**Problem 1:** Please translate this sentence from the text on incomplete literary worlds into Spanish: "It would be more correct to speak of heterogeneous fragments of worlds, made up of parts of characters and dialogues that are never joined together into a coherent whole."
**Problem 2:** Write out the part of the text on incomplete literary worlds that begins at the words "It is important" and stops after the words "but also uninteresting.".

**Text provided:**
It is important first of all to stress that separating a true statement (“Hamlet is the nephew of Claudius”) from a false
statement (“Hamlet is the brother of Ophelia”) is easy to practice but tends to produce unoriginal readings, content to repeat
what the text says in more or less similar terms. Without even going as far as interpretative criticism, even the least ambitious
psychological analysis quickly goes beyond strict written statements, surmising things that the text might possibly encourage
but does not strictly speaking authorize. In short, to keep exclusively to what the text
says
risks leading to readings that are unarguable but also uninteresting.

Above all,
the world that the literary text produces is an incomplete world
, even if some works offer more complete worlds than others. It would be more correct to speak of heterogeneous fragments
of worlds, made up of parts of characters and dialogues that are never joined together into a coherent whole. And—an essential
point—these weaknesses in the world of the work do not stem from a lack of information, one that studious research, as in
the field of history, might hope one day to fill, but from a lack of structure: in other words, this world does not suffer
from a lost completeness; it was never complete. What we are dealing with in literature is a
gapped universe
.

**Data lines:**

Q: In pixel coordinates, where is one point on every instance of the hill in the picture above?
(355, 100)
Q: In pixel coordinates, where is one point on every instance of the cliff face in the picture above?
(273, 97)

**Complete response 1:** Sería más correcto hablar de fragmentos heterogéneos de mundos, compuestos de partes de personajes y de diálogos que nunca se unen en un todo coherente.

**Complete response 2:**
It is important first of all to stress that separating a true statement (“Hamlet is the nephew of Claudius”) from a false
statement (“Hamlet is the brother of Ophelia”) is easy to practice but tends to produce unoriginal readings, content to repeat
what the text says in more or less similar terms. Without even going as far as interpretative criticism, even the least ambitious
psychological analysis quickly goes beyond strict written statements, surmising things that the text might possibly encourage
but does not strictly speaking authorize. In short, to keep exclusively to what the text
says
risks leading to readings that are unarguable but also uninteresting.